# [Task brief]
Reproduce exactly, with no other output, every line of the data below from the line containing "# point at: the nike" to the end, inclusive.

══ Extracted information ══

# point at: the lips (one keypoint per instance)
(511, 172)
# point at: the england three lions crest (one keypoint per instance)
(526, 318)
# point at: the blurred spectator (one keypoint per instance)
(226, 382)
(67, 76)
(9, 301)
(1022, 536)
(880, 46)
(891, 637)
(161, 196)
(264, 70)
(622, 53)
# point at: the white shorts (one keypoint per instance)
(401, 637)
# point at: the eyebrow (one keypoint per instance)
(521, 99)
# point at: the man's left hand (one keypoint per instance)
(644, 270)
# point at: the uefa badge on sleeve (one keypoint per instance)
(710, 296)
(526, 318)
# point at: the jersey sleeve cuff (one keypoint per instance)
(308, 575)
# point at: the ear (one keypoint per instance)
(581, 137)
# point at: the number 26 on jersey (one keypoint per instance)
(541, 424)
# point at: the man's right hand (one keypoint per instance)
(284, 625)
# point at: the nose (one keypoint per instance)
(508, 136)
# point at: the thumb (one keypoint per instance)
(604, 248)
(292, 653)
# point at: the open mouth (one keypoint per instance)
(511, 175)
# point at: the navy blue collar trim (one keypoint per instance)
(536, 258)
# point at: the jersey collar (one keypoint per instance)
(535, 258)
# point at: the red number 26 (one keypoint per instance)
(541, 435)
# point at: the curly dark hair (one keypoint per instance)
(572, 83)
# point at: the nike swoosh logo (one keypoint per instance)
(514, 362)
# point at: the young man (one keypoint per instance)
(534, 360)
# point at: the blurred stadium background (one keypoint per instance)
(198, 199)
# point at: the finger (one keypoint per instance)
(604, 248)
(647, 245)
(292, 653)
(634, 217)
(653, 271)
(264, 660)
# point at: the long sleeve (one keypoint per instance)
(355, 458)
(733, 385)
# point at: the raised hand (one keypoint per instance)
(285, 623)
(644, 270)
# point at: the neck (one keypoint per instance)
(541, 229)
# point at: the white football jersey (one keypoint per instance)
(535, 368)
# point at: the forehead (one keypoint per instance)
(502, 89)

═══

# [Response]
# point at: the nike swoosh logo (one keypoint per instance)
(514, 362)
# point at: the young man (one keypoint per instance)
(534, 360)
# point at: the blurred stadium background (one keypoint per instance)
(198, 199)
# point at: the finger (one keypoint per instance)
(604, 248)
(647, 245)
(292, 653)
(634, 217)
(653, 271)
(264, 660)
# point at: the long sleeve (one keypoint per instance)
(355, 458)
(733, 385)
# point at: the raised hand (one keypoint per instance)
(285, 623)
(644, 270)
# point at: the neck (one keypoint per instance)
(541, 229)
# point at: the white football jersey (one keypoint per instance)
(535, 368)
# point at: the forehead (one keypoint per instance)
(502, 89)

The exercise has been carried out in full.